-- Start Items --
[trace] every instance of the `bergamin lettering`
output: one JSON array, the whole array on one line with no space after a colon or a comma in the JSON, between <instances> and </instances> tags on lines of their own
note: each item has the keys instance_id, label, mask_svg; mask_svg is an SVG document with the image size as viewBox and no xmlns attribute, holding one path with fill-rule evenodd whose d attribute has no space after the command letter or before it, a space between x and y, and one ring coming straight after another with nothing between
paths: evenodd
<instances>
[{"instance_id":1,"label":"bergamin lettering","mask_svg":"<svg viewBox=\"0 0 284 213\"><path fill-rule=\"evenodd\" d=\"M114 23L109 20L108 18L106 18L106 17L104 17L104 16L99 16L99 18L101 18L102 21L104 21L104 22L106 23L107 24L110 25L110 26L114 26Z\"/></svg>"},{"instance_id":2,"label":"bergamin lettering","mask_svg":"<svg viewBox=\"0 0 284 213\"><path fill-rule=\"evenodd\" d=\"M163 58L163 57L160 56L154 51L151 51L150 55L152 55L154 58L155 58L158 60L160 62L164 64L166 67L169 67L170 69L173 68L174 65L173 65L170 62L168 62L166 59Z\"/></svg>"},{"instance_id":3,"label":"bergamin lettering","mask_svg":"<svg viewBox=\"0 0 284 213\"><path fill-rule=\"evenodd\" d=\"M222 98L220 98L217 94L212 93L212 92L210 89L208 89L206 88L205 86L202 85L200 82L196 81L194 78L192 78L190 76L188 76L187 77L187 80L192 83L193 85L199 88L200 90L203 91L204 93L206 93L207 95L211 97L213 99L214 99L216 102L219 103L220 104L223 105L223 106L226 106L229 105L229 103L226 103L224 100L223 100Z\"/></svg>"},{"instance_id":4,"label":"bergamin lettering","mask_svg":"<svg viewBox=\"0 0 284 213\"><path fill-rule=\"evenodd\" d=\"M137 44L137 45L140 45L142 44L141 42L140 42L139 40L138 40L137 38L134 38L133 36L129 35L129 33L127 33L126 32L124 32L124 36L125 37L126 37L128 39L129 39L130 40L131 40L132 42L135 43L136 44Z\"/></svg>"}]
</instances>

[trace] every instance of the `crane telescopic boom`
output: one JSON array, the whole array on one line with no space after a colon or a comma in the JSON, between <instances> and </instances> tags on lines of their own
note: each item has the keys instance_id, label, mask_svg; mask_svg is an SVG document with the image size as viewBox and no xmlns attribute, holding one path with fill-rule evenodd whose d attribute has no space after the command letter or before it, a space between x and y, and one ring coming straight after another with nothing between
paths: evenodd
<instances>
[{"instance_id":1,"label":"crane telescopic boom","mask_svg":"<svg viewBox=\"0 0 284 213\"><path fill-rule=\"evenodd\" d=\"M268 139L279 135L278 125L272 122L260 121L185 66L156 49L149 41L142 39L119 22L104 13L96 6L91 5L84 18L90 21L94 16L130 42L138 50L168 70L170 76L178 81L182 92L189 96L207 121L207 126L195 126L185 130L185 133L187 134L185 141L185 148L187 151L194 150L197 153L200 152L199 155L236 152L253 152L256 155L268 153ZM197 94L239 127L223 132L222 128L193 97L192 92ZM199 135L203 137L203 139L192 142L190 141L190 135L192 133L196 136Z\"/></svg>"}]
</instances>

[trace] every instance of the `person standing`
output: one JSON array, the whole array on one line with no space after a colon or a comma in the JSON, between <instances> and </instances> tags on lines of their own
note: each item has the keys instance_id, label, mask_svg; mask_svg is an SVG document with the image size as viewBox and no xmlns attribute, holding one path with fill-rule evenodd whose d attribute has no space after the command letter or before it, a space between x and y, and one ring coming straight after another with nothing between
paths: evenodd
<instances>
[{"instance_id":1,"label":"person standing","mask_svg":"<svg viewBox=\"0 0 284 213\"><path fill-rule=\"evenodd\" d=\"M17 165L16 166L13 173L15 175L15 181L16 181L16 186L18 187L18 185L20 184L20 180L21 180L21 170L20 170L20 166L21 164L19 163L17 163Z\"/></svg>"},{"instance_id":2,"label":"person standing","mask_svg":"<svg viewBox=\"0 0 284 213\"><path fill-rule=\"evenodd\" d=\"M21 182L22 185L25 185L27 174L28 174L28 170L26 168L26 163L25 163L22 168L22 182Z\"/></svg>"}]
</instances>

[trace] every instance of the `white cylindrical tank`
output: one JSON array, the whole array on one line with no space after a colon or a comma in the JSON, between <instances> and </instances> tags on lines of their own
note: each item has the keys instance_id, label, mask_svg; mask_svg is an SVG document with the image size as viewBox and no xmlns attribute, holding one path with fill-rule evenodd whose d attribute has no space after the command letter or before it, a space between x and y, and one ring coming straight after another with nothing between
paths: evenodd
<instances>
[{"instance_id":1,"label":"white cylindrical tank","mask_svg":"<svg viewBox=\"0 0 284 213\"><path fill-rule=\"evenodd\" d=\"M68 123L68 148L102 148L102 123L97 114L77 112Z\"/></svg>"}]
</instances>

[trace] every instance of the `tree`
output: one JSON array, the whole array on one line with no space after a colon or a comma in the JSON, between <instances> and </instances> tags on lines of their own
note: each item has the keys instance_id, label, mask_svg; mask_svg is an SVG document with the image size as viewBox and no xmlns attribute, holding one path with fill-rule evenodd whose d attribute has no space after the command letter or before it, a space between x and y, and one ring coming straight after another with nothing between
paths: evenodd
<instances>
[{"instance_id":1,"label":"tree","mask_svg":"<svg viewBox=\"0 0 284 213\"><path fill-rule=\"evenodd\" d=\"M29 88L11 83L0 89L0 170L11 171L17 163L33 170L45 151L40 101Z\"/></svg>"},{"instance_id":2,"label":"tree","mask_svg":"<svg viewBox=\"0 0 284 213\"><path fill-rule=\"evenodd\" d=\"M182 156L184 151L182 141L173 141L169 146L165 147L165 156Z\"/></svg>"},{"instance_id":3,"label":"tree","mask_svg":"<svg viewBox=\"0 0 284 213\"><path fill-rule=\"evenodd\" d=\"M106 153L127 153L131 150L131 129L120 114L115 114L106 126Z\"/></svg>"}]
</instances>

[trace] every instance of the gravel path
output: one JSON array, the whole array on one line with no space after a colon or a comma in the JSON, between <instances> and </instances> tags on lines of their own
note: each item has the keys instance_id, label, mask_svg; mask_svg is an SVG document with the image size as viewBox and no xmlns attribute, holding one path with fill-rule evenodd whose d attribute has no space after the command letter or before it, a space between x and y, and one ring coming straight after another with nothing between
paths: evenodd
-- End Items --
**What you will do:** Pull out each line of the entries above that contains the word "white", and copy every such line in full.

**Result of this exercise:**
[trace] every instance of the `white cylindrical tank`
[{"instance_id":1,"label":"white cylindrical tank","mask_svg":"<svg viewBox=\"0 0 284 213\"><path fill-rule=\"evenodd\" d=\"M68 123L68 148L102 148L102 123L97 114L77 112Z\"/></svg>"}]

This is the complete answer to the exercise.